§ **TASK**
Check every line of the entries for "refrigerator", and copy the lines that hold it.

§ **GIVEN ENTRIES**
========

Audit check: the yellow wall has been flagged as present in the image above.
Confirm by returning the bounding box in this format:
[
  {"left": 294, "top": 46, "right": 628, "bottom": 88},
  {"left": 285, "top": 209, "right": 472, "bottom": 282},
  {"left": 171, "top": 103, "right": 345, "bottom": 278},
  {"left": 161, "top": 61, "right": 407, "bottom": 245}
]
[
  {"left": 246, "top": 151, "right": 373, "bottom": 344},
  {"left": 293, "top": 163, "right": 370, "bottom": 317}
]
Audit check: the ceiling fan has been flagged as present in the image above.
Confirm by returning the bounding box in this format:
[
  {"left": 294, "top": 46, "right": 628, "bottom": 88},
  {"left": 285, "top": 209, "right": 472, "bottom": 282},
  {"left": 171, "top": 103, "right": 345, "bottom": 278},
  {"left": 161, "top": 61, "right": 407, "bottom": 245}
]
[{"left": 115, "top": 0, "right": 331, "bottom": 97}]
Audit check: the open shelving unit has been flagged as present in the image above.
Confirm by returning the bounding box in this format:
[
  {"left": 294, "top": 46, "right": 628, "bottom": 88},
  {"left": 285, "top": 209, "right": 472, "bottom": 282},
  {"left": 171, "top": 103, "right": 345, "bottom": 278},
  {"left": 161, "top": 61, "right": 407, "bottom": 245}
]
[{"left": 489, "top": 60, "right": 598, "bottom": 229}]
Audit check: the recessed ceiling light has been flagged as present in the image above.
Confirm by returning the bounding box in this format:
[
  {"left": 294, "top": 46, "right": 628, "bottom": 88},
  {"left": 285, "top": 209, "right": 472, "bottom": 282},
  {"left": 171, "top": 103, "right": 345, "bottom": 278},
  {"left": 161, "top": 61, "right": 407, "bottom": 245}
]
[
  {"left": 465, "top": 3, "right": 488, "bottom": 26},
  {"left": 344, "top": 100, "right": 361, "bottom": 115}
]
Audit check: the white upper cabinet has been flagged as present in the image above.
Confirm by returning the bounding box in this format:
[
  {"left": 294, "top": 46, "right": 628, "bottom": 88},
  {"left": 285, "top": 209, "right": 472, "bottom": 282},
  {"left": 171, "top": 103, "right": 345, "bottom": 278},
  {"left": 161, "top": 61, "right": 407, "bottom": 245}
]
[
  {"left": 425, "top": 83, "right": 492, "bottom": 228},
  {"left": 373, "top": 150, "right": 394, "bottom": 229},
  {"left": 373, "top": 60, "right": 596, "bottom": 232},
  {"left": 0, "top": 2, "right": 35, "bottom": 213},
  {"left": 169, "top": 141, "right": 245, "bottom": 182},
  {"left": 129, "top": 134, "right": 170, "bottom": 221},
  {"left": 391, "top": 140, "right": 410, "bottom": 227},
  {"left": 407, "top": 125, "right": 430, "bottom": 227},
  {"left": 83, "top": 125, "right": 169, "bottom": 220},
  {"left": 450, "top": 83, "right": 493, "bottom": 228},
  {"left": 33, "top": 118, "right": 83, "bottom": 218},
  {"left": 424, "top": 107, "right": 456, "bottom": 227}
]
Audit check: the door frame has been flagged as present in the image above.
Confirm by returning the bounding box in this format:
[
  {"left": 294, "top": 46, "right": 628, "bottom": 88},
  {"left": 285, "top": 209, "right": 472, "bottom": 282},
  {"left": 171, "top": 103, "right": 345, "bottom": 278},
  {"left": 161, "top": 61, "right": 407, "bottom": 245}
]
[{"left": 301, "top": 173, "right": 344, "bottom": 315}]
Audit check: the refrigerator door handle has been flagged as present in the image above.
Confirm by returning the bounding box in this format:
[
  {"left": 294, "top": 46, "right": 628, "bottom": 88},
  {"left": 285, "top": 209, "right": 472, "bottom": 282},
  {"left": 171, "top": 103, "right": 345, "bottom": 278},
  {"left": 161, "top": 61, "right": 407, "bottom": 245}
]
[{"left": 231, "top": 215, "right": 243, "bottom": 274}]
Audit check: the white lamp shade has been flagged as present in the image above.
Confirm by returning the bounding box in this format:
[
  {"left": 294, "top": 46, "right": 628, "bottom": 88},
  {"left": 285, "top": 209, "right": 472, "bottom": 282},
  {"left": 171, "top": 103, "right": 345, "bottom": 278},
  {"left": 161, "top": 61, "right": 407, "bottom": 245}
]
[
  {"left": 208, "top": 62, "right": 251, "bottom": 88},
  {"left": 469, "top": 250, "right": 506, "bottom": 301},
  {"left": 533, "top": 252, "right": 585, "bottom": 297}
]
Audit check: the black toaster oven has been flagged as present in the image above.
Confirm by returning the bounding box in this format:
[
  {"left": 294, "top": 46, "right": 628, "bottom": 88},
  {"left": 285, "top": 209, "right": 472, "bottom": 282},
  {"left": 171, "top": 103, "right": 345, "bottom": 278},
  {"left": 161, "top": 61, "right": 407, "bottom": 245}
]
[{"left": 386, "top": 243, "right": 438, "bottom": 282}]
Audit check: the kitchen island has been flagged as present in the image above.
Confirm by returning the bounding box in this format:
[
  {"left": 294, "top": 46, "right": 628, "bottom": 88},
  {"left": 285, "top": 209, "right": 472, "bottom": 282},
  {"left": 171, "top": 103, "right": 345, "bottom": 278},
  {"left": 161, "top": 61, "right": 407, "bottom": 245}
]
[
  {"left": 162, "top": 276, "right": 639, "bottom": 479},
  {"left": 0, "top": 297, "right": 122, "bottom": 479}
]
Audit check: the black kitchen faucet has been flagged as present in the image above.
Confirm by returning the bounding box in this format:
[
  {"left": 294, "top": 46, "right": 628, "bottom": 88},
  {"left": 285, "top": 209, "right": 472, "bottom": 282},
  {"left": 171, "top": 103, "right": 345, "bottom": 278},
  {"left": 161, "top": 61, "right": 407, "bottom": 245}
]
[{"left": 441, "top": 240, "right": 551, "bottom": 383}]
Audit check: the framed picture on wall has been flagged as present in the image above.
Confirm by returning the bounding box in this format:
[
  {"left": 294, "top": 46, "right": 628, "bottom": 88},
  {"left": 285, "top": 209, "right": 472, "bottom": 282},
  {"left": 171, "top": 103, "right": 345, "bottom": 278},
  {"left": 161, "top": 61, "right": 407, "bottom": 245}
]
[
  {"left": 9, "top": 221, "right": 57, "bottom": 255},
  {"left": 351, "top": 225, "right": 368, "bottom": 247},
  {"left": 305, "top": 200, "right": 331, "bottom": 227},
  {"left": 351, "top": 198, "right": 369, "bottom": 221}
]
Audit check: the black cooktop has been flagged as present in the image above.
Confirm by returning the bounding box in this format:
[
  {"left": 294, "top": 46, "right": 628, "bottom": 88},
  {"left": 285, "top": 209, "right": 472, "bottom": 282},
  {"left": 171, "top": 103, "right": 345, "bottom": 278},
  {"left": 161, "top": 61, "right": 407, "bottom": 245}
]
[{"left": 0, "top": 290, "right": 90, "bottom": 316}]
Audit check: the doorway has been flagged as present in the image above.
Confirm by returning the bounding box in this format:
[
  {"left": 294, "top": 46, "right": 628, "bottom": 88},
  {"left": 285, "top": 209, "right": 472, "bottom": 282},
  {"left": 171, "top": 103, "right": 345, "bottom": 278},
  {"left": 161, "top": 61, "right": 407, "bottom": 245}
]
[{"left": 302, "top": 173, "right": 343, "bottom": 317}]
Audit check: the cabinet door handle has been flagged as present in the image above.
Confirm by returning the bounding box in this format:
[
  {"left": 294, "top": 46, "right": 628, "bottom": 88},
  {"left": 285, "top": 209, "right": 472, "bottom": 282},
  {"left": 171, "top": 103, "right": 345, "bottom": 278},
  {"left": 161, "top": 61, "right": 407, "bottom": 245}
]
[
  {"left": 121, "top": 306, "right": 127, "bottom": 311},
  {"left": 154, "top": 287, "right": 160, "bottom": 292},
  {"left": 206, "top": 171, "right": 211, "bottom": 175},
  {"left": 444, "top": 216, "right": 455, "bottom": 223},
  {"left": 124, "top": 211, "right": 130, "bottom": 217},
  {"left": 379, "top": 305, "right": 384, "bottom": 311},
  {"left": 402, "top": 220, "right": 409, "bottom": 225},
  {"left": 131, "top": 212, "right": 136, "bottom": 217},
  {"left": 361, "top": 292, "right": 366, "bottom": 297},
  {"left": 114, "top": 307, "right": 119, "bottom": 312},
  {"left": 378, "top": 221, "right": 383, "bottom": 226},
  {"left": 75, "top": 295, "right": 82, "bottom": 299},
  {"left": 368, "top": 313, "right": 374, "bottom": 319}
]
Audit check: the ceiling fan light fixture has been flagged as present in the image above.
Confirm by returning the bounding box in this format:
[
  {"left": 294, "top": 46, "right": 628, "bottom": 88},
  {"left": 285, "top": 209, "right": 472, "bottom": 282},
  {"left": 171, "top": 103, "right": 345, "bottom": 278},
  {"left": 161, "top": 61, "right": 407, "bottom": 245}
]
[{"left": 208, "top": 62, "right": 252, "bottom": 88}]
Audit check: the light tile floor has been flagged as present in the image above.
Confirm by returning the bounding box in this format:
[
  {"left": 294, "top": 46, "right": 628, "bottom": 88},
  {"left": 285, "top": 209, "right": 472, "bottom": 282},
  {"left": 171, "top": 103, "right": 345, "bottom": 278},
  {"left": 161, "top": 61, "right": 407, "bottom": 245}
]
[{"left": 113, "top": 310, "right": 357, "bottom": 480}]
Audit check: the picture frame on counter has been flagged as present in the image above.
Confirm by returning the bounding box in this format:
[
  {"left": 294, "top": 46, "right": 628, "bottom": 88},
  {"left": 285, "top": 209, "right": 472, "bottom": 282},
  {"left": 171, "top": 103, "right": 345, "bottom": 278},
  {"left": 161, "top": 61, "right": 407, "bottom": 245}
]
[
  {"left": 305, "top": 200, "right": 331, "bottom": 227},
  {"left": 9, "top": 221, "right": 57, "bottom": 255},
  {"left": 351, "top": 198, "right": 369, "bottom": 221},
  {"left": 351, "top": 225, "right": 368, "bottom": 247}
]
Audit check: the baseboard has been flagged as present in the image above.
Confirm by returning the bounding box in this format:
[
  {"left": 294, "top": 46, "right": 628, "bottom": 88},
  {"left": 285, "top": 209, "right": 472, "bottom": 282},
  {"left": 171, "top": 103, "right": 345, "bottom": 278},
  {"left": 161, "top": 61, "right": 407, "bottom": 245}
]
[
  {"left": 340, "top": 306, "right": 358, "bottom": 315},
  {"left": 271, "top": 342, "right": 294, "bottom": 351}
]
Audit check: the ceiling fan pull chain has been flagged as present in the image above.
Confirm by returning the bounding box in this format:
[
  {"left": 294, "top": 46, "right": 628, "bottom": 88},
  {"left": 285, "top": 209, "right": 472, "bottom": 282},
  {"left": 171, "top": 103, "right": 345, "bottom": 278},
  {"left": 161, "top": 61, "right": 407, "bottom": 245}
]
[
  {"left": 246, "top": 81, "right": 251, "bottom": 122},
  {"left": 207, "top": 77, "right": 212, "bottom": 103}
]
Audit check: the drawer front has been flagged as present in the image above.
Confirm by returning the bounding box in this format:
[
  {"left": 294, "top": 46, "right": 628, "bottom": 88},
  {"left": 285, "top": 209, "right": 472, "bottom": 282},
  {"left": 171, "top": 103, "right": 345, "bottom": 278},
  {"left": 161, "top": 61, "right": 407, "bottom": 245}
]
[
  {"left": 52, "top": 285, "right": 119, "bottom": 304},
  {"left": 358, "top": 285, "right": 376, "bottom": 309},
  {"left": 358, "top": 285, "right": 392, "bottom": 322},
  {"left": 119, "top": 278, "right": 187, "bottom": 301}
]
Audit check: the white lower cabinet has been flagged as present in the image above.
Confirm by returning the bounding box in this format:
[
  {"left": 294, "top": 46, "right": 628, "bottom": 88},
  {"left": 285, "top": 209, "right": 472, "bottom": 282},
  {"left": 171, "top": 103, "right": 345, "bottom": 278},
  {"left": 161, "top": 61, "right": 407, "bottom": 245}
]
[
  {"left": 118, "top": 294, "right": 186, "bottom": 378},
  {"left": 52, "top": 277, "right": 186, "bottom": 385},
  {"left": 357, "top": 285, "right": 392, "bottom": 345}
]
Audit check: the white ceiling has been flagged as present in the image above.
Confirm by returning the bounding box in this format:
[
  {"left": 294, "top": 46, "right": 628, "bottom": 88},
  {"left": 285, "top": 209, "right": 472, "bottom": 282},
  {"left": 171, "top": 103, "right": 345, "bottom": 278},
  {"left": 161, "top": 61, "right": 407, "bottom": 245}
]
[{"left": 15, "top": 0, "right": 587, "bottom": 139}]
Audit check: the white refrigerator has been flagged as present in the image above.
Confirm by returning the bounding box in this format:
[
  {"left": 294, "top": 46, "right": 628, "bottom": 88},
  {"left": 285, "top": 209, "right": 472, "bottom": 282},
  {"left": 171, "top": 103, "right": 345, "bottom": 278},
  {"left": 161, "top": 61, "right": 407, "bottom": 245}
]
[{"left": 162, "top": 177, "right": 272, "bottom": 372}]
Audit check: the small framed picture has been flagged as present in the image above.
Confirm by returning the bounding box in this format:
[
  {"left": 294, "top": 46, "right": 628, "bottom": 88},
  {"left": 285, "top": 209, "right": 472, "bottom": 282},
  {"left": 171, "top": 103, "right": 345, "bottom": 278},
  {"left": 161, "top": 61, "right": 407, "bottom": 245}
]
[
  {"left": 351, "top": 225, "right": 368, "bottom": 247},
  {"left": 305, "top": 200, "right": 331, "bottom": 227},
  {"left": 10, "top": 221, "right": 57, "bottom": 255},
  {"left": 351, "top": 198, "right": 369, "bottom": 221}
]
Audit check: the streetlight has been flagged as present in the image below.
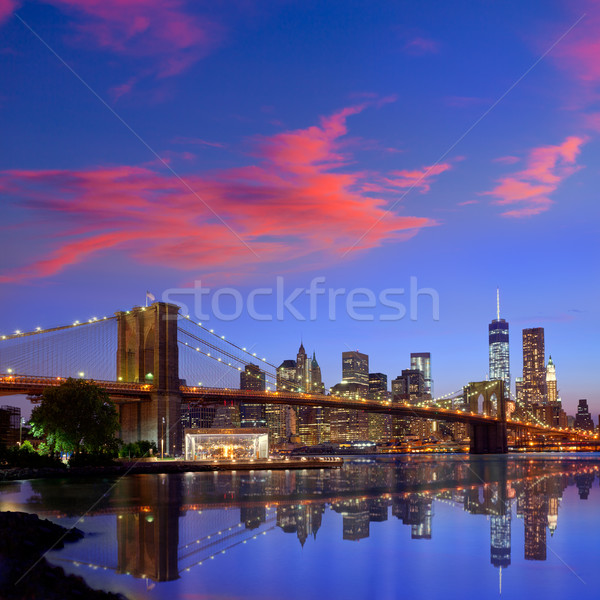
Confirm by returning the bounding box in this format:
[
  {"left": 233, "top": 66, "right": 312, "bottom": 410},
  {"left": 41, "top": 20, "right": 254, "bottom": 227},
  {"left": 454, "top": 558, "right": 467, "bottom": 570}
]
[
  {"left": 161, "top": 416, "right": 165, "bottom": 459},
  {"left": 19, "top": 417, "right": 25, "bottom": 445}
]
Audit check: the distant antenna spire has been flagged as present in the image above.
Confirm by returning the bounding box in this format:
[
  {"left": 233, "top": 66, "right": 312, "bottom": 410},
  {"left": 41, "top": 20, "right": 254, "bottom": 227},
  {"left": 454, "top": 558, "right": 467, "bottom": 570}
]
[{"left": 496, "top": 287, "right": 500, "bottom": 321}]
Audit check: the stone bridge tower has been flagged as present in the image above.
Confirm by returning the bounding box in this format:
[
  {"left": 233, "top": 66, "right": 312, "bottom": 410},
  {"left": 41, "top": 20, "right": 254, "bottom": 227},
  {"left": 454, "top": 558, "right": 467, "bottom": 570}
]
[
  {"left": 464, "top": 380, "right": 508, "bottom": 454},
  {"left": 115, "top": 302, "right": 181, "bottom": 454}
]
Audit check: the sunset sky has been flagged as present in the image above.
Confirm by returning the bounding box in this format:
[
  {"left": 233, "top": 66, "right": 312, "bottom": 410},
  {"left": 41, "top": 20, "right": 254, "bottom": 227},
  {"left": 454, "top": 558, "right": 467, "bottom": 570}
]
[{"left": 1, "top": 0, "right": 599, "bottom": 415}]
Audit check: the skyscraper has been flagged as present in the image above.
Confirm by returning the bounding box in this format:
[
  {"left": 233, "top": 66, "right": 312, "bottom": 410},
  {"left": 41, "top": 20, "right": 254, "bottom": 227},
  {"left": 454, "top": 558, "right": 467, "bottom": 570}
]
[
  {"left": 240, "top": 363, "right": 266, "bottom": 428},
  {"left": 546, "top": 356, "right": 558, "bottom": 404},
  {"left": 276, "top": 359, "right": 297, "bottom": 391},
  {"left": 368, "top": 373, "right": 388, "bottom": 401},
  {"left": 296, "top": 342, "right": 311, "bottom": 392},
  {"left": 342, "top": 350, "right": 369, "bottom": 390},
  {"left": 240, "top": 363, "right": 266, "bottom": 391},
  {"left": 489, "top": 290, "right": 510, "bottom": 396},
  {"left": 522, "top": 328, "right": 546, "bottom": 405},
  {"left": 310, "top": 352, "right": 325, "bottom": 394},
  {"left": 410, "top": 353, "right": 433, "bottom": 397},
  {"left": 574, "top": 399, "right": 594, "bottom": 430}
]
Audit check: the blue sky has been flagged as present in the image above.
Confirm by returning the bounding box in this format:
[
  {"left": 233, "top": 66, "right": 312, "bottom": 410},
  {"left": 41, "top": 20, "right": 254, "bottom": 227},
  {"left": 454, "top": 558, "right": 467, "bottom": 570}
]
[{"left": 0, "top": 0, "right": 599, "bottom": 415}]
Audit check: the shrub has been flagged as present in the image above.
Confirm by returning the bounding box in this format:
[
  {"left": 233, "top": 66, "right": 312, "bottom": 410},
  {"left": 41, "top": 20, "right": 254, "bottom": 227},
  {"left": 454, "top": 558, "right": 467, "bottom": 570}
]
[
  {"left": 118, "top": 440, "right": 158, "bottom": 459},
  {"left": 68, "top": 452, "right": 118, "bottom": 468},
  {"left": 0, "top": 444, "right": 65, "bottom": 469}
]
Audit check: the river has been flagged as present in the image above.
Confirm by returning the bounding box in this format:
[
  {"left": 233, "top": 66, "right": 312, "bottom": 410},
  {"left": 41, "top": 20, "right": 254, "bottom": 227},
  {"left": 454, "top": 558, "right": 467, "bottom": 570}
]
[{"left": 1, "top": 454, "right": 598, "bottom": 600}]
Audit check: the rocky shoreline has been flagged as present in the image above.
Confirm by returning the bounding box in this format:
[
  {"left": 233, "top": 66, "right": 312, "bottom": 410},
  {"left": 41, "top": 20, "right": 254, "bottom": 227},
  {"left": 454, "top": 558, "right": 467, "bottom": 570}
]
[
  {"left": 0, "top": 511, "right": 127, "bottom": 600},
  {"left": 0, "top": 457, "right": 343, "bottom": 481}
]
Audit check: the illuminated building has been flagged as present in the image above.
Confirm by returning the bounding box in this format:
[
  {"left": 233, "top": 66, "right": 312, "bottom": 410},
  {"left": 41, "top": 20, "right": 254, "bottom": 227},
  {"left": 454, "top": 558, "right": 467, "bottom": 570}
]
[
  {"left": 342, "top": 350, "right": 369, "bottom": 390},
  {"left": 522, "top": 328, "right": 546, "bottom": 405},
  {"left": 184, "top": 428, "right": 269, "bottom": 460},
  {"left": 296, "top": 342, "right": 311, "bottom": 392},
  {"left": 368, "top": 373, "right": 388, "bottom": 400},
  {"left": 296, "top": 405, "right": 326, "bottom": 445},
  {"left": 240, "top": 363, "right": 266, "bottom": 391},
  {"left": 489, "top": 290, "right": 510, "bottom": 396},
  {"left": 240, "top": 363, "right": 266, "bottom": 428},
  {"left": 574, "top": 399, "right": 594, "bottom": 431},
  {"left": 311, "top": 352, "right": 325, "bottom": 393},
  {"left": 277, "top": 359, "right": 297, "bottom": 391},
  {"left": 410, "top": 352, "right": 433, "bottom": 397},
  {"left": 368, "top": 373, "right": 391, "bottom": 442},
  {"left": 272, "top": 359, "right": 298, "bottom": 444},
  {"left": 545, "top": 356, "right": 558, "bottom": 403}
]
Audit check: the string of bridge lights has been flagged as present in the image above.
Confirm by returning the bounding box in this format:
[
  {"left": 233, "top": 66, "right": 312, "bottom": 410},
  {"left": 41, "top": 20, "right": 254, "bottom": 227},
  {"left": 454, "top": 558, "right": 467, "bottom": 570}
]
[
  {"left": 178, "top": 341, "right": 277, "bottom": 388},
  {"left": 177, "top": 326, "right": 277, "bottom": 380},
  {"left": 0, "top": 315, "right": 115, "bottom": 341},
  {"left": 180, "top": 313, "right": 276, "bottom": 369}
]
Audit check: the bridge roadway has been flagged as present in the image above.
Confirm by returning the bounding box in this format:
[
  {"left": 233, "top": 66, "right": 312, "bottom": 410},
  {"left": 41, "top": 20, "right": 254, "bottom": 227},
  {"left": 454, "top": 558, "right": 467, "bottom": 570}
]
[{"left": 1, "top": 374, "right": 594, "bottom": 441}]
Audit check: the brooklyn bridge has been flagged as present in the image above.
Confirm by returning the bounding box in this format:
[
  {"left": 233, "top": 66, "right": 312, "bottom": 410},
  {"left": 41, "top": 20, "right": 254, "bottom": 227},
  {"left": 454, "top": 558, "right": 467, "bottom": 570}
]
[{"left": 0, "top": 302, "right": 594, "bottom": 454}]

========

§ **ANSWER SECTION**
Audit check: the refrigerator door handle has been flagged as present in the image above.
Audit check: the white refrigerator has been flagged as present in the image above.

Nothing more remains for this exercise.